● **Set problem**:
Print the part of the source records that begins with the line containing "Each instance of the white arrow" and ends with the line containing "x=896 y=245", reproducing each line without any change. Include both of those lines and nothing outside that span.

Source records

■ ■ ■ ■

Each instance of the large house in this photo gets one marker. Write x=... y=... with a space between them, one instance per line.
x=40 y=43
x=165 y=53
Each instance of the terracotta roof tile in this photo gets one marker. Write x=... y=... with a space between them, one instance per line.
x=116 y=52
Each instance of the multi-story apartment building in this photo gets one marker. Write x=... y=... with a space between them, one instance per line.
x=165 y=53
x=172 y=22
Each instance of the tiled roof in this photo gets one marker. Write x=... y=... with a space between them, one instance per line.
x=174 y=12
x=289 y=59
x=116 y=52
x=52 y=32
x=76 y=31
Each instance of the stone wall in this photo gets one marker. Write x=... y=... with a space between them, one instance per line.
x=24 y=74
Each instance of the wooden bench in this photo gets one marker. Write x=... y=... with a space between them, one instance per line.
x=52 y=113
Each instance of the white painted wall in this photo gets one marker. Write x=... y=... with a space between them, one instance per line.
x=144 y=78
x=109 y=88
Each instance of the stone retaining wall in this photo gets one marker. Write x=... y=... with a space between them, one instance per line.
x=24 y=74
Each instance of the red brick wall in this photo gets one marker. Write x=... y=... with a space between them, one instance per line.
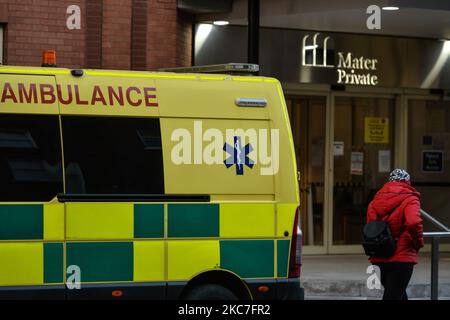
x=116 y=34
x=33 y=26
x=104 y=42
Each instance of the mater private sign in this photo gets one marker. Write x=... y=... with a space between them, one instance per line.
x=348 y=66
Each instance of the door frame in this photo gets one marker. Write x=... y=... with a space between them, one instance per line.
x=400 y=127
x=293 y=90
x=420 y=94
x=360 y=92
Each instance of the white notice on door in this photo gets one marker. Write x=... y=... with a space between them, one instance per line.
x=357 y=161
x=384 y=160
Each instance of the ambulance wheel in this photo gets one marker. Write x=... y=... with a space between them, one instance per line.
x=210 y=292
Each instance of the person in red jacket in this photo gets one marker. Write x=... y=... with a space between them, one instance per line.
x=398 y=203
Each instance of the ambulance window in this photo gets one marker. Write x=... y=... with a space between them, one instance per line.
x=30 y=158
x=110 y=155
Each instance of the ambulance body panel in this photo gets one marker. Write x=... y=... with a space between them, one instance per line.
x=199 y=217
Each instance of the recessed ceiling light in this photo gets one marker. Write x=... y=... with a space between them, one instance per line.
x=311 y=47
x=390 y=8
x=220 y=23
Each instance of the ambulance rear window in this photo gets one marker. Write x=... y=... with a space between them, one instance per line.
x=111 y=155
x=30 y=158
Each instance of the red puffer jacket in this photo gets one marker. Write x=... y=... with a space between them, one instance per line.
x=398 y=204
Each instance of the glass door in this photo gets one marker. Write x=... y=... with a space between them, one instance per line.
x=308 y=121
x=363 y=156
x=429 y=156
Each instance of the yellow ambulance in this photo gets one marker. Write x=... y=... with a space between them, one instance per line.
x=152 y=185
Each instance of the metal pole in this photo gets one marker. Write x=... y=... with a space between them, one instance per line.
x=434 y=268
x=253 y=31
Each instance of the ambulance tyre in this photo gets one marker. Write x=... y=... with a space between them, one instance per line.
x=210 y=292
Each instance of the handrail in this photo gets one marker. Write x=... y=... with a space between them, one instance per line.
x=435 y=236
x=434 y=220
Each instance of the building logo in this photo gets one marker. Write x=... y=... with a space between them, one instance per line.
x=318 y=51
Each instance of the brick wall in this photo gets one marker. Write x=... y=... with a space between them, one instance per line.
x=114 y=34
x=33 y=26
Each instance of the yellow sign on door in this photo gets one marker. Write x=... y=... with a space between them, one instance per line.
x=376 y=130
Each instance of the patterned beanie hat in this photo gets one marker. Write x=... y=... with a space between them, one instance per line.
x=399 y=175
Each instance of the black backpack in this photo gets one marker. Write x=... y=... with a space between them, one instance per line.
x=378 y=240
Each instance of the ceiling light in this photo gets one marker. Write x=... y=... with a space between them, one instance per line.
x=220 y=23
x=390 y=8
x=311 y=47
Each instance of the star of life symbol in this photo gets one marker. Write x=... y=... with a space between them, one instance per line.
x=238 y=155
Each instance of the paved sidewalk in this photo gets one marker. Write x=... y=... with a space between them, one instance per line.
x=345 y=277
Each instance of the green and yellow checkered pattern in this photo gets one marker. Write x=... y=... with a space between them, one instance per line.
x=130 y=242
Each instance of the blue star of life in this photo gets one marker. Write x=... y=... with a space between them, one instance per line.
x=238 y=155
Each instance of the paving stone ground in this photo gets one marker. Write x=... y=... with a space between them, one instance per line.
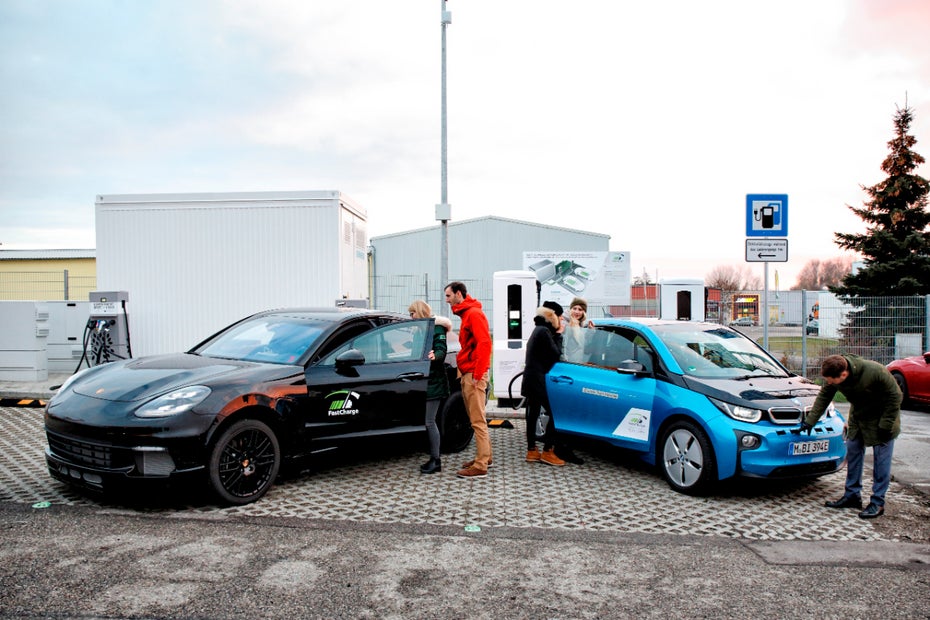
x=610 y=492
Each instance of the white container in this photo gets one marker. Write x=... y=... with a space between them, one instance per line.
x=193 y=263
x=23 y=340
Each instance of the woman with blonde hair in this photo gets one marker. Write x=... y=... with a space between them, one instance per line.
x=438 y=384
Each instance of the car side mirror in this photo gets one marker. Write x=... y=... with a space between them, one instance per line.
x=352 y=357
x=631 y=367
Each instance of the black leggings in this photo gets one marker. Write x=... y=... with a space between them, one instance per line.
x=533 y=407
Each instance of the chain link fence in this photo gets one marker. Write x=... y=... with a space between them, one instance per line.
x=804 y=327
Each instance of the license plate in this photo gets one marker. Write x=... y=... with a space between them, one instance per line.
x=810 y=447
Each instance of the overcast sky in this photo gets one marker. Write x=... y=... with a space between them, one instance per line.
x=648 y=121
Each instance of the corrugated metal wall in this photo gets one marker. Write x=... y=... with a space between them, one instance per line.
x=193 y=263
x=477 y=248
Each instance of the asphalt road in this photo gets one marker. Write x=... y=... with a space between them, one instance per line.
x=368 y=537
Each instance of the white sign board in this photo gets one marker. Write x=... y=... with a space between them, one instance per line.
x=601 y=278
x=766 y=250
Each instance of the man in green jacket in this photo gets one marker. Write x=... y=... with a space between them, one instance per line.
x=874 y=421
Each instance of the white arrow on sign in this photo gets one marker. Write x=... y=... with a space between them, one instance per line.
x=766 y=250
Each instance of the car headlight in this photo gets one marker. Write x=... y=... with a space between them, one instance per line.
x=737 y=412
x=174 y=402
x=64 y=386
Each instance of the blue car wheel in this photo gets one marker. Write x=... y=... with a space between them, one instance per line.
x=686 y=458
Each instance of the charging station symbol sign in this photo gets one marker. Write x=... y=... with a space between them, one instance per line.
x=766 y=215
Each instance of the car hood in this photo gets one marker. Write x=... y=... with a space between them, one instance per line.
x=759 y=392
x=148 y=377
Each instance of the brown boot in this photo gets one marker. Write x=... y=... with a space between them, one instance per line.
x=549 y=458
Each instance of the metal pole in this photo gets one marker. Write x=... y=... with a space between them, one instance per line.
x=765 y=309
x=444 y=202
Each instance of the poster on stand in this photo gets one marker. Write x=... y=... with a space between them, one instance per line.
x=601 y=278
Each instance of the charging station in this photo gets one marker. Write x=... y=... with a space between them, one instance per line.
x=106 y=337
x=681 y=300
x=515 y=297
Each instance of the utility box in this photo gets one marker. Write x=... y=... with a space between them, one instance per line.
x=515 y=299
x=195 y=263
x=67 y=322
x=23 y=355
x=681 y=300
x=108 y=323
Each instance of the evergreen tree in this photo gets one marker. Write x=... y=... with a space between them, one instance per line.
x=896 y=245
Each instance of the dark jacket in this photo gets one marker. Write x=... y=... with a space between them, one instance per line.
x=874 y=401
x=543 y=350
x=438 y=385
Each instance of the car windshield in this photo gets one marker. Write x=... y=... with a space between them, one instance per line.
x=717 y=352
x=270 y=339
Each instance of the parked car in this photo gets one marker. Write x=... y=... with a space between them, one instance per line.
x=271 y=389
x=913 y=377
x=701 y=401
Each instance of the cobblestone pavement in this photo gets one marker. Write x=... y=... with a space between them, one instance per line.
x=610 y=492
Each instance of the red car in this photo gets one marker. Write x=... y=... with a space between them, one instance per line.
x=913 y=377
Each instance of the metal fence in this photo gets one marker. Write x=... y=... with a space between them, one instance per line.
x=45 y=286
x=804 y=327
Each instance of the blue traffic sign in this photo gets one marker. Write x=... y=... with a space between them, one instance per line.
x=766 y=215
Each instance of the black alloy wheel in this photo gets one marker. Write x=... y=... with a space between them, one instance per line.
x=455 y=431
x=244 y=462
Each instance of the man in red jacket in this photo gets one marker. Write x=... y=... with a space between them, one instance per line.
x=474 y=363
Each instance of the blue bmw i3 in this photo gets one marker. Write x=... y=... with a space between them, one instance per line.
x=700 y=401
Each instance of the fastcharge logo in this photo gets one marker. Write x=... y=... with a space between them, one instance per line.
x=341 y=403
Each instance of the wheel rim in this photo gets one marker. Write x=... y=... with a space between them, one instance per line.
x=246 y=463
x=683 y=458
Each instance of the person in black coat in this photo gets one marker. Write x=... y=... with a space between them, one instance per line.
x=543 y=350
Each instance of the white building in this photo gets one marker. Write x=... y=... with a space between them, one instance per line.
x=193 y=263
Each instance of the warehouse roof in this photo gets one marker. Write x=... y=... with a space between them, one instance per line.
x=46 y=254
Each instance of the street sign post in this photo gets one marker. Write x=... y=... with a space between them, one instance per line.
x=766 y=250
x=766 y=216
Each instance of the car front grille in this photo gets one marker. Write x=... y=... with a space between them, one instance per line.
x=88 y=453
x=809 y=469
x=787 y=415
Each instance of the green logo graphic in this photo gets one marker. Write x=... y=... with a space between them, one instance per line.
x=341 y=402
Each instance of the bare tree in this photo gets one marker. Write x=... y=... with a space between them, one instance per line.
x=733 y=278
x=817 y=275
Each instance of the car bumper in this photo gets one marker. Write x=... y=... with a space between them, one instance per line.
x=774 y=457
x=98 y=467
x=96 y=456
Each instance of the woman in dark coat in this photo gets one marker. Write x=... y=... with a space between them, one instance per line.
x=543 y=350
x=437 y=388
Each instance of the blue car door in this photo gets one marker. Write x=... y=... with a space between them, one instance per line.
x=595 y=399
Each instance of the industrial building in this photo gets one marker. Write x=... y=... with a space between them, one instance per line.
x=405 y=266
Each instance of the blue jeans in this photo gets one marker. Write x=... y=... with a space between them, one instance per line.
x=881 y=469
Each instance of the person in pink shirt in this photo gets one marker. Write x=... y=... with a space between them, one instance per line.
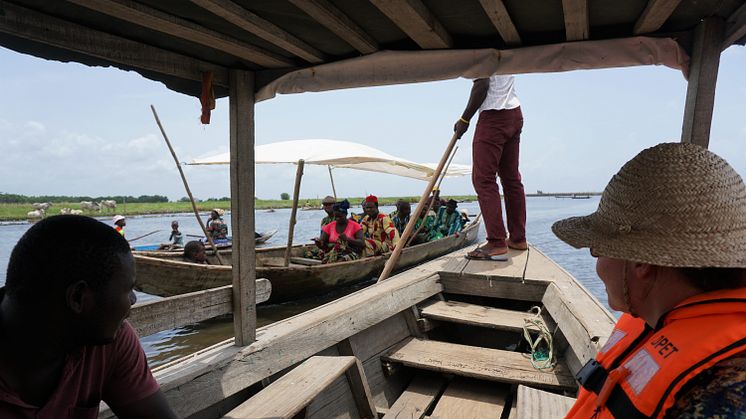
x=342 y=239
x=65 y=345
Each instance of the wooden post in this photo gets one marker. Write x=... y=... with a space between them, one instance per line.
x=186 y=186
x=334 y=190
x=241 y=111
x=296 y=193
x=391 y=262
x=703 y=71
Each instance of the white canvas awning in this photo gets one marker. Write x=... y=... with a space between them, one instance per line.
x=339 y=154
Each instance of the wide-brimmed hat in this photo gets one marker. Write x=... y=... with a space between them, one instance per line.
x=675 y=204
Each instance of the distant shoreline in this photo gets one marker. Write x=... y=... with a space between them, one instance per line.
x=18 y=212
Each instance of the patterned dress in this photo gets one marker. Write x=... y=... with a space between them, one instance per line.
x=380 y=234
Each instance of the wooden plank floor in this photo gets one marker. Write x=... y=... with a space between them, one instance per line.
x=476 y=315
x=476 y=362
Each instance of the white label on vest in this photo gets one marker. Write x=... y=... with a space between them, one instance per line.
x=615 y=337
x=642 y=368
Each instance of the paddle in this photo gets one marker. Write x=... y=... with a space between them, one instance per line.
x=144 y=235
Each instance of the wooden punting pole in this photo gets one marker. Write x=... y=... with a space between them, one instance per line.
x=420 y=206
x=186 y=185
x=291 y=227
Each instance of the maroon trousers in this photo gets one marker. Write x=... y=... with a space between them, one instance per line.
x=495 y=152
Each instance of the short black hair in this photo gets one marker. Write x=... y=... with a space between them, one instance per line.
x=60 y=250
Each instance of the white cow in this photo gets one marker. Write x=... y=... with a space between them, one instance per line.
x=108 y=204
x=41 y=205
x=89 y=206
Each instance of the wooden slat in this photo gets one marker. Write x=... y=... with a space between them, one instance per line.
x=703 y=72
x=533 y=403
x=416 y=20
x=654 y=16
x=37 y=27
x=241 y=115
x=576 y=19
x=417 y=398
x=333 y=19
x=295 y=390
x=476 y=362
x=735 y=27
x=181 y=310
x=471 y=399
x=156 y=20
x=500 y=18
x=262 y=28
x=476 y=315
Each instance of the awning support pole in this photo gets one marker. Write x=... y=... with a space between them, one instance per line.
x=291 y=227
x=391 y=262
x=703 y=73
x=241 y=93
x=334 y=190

■ ■ ■ ■

● **Reply to the exercise**:
Each instance of the white arrow on sign in this photo gets one marker. Write x=... y=... with a space between them, one instance per line.
x=766 y=250
Each instance of the car headlight in this photo gets one marker. Write x=... y=... with a space between them, one instance per line.
x=737 y=412
x=174 y=402
x=64 y=386
Each instance of the blue car wheel in this photo gets one marker. Write x=... y=... with a space between them, one instance per line.
x=686 y=458
Each instance of the charging station symbol sign in this photo gets one marker. Write x=... y=... with a space between them, one instance per line.
x=766 y=215
Each instance of the car hood in this photo gets one marker. Write x=... y=... with a space between them, one instance per line.
x=759 y=392
x=148 y=377
Each instance of the brown boot in this photo gets one marker. Write x=... y=... with a space between them, one instance per line.
x=549 y=458
Each instance of the metal pole in this photo gets one marker. Write x=... y=... with a space between them, one instance per line.
x=765 y=309
x=444 y=202
Each instance of the poster on stand in this photo gets one marker. Write x=... y=... with a space between them, one instance per line.
x=601 y=278
Each instance of the charging station in this photo gets one marker. Write x=... y=... with a space between them, one instance per line.
x=106 y=337
x=681 y=300
x=515 y=297
Each instance of the utility box in this photo gets one marker. Write x=... y=... with a space between them, one instance per line.
x=515 y=299
x=195 y=263
x=67 y=322
x=23 y=355
x=681 y=300
x=108 y=323
Each instance of the evergreen tree in this photo gets one marker. Write x=... y=... with a space between them, one instance per line.
x=896 y=245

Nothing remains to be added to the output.